* _Document section_

- - - -

This study addresses a recommendation generated by the second of two infant mortality review projects in the Twin Cities. Project LID (Lower Infant Deaths) was a community-based infant mortality review project that closely examined infant deaths in Hennepin and Ramsey counties during a one-year period from May 1, 1996 through April 30, 1997. Six agencies worked collaboratively on the project [5]. Funding and technical support was provided by the Minnesota Department of Health (MDH) Infant Mortality Reduction Initiative.

Multidisciplinary, expert case review teams studied summary information gathered from vital records, medical records, and interviews of bereaved mothers who consented to participate. Infant mortality reviews demonstrated that, in many cases, services provided to families during pregnancy and infancy were poorly integrated and lacked coordination. Experienced professionals on the case review teams often expressed the opinion that inadequate care coordination was pervasive and that systems failures occurred for the population in general, not just for the families of infants who died. Based on these reviews, the teams developed recommendations for service systems—including public health, human services, and health systems—to address the problems identified.

- - - -

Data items
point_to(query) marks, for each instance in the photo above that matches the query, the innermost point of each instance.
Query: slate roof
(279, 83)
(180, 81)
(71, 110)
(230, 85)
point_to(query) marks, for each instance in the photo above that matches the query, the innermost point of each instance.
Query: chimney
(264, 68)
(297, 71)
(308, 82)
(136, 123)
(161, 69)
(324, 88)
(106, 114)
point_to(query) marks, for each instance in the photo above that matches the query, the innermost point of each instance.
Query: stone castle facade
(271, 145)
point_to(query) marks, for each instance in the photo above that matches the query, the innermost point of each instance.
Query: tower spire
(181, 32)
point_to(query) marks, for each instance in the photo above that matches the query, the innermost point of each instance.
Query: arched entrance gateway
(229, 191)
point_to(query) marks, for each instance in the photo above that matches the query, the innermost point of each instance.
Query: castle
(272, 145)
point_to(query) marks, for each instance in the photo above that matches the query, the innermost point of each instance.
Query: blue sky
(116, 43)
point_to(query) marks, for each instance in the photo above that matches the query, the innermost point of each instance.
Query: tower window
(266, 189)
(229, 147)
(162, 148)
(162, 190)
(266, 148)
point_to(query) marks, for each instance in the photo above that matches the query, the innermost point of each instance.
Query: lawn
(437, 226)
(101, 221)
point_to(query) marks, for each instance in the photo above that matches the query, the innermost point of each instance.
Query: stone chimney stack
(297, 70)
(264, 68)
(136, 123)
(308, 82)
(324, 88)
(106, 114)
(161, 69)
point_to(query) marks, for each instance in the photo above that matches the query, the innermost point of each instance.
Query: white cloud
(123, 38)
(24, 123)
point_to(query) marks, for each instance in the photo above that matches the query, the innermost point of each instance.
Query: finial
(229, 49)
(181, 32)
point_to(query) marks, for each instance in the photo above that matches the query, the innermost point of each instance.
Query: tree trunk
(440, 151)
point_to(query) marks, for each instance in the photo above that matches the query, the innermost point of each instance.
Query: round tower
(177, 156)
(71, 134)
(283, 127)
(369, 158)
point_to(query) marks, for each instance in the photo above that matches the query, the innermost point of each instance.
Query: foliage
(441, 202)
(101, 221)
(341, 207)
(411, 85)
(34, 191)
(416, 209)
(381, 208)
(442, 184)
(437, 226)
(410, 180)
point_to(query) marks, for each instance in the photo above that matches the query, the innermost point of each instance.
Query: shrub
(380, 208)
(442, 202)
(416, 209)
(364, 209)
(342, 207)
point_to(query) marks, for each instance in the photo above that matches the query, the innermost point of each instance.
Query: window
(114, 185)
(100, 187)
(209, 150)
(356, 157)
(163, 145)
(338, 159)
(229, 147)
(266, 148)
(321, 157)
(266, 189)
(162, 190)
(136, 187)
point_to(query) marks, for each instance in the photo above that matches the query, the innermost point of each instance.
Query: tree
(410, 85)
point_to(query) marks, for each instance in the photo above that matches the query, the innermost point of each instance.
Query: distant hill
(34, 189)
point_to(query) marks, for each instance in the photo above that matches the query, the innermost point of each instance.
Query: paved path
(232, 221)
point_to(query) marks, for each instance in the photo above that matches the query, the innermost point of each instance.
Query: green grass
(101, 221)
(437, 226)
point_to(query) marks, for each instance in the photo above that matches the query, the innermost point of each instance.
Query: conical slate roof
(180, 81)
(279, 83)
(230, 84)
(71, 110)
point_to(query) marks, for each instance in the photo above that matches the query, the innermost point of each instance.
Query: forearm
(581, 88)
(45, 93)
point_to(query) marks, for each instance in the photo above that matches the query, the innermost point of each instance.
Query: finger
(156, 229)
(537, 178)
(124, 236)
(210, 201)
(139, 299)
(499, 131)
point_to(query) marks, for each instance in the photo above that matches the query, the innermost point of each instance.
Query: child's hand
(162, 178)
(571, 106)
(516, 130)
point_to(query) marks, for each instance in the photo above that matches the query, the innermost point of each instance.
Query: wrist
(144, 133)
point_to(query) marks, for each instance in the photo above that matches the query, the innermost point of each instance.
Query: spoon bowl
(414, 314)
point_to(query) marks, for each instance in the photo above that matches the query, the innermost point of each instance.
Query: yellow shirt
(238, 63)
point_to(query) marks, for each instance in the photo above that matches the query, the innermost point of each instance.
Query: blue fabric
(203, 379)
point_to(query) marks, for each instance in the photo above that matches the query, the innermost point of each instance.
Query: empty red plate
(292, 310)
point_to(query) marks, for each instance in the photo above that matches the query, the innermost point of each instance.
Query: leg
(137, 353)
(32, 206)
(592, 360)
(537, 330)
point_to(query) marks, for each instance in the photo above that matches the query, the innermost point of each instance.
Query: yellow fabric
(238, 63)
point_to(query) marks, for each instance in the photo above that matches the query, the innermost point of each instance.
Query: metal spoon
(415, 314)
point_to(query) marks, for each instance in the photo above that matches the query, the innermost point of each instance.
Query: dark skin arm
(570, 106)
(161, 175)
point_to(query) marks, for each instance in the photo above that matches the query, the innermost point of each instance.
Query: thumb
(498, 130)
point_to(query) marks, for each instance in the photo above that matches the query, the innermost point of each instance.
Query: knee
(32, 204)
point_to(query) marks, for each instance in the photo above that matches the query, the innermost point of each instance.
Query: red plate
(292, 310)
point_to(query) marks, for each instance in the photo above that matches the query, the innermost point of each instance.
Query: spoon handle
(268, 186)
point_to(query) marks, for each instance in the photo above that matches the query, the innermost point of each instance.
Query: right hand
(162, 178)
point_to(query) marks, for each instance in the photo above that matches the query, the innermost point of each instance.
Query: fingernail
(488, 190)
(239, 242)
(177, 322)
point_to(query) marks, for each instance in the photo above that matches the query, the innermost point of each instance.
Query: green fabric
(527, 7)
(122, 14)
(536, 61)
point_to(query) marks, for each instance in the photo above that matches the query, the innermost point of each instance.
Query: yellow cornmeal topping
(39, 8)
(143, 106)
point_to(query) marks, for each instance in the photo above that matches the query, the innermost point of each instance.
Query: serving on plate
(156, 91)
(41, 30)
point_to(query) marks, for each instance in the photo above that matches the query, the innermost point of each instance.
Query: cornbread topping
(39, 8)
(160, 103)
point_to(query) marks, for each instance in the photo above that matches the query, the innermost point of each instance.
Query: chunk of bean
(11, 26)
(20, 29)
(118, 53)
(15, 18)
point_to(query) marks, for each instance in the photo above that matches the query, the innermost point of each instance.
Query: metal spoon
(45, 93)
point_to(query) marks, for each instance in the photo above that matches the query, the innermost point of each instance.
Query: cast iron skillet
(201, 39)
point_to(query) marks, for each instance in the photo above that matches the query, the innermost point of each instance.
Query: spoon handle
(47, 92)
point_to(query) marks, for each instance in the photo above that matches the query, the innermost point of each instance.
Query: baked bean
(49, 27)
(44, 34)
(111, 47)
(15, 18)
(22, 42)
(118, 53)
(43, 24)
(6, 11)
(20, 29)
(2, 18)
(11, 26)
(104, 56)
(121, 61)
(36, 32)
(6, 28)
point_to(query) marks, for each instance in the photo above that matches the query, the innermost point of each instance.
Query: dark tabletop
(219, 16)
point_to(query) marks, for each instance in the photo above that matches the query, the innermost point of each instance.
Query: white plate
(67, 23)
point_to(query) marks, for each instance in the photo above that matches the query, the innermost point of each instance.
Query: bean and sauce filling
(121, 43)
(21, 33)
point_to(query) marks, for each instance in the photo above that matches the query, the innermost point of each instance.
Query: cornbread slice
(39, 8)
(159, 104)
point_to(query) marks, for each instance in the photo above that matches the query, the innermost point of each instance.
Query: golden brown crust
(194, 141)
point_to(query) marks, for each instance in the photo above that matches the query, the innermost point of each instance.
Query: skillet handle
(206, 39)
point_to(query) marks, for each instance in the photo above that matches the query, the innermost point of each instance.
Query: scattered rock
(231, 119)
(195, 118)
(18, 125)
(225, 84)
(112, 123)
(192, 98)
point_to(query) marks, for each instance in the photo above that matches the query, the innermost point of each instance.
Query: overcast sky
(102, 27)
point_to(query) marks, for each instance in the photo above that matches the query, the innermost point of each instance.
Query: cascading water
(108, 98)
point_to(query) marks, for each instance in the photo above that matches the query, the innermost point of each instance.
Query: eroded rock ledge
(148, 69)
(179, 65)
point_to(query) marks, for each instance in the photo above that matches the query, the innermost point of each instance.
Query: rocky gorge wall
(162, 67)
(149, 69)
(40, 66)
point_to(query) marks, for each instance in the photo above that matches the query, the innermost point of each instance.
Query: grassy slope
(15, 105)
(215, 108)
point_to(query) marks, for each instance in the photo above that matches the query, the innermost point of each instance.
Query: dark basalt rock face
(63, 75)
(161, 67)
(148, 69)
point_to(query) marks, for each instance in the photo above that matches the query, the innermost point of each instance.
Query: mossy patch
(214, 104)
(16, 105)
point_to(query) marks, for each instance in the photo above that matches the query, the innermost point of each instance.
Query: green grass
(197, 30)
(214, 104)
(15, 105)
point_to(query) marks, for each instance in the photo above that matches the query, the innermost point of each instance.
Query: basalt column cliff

- - - -

* _Work to complete_
1. In the Project LID passage, what period of infant deaths did the project examine?
2. Summarize the Project LID passage in two sentences.
3. Proceed with the Project LID passage from where it stops.

* _Answer set_
1. May 1, 1996 through April 30, 1997.

2. Project LID was a community-based infant mortality review of infant deaths in Hennepin and Ramsey counties from May 1, 1996 through April 30, 1997, carried out by six agencies with funding and technical support from the Minnesota Department of Health. Its case review teams found that services during pregnancy and infancy were often poorly integrated and lacked coordination, and they developed recommendations for public health, human services, and health systems.

3.
The Project LID Task Force, consisting of representatives from each of the original collaborating partners, came together after the reviews were completed to plan for implementation of Project LID recommendations. The task force concluded that the most important recommendation was the need to improve and integrate perinatal care coordination. From the report, Lowering Infant Deaths: Promoting Change To Save Lives (1998), the first of the Recommendations for Health Systems is:

Assure that prenatal providers assess medical, social, and behavioral risk factors and identify patients with complex medical and social needs early in pregnancy. Provide case management and coordinated services throughout pregnancy, birth, and infancy based on the risk assessment (Fogarty & Sidebottom, p. 24).

In October, 1998, Project LID staff presented their findings and recommendations to the Minnesota Council of Health Plans’Community Health Committee. The Committee welcomed the presentation but concluded that a review of infant deaths, such as Project LID, did not provide sufficient information on the entire system of care to guide modification of their practices. Project LID Task Force members concurred and recommended that the information gap be addressed. Accordingly, the Perinatal Survey Team was formed and began developing plans to analyze perinatal care coordination in Hennepin and Ramsey counties.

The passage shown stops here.